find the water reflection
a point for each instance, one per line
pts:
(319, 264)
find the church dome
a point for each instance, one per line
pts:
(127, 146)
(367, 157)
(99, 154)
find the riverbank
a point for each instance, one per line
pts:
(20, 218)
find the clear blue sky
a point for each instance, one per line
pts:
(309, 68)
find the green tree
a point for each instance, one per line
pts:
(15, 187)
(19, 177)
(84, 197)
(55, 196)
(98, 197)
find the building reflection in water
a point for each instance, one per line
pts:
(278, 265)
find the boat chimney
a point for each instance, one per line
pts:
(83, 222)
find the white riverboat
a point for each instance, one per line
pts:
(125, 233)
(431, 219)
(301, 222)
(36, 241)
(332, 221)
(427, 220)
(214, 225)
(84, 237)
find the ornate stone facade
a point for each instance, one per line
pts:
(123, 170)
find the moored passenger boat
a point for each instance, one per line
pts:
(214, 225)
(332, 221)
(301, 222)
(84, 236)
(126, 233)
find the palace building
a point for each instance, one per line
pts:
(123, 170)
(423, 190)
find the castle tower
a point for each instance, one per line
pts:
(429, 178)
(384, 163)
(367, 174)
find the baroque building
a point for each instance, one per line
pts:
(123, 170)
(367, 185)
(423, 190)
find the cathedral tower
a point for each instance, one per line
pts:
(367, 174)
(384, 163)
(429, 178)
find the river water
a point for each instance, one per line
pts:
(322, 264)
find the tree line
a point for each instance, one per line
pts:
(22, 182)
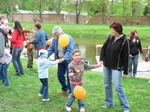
━━━━━━━━━━━━━━━━━━━━
Problem statement
What is needed is every line of the records that contains the word "tree".

Written answer
find the green tree
find the tree line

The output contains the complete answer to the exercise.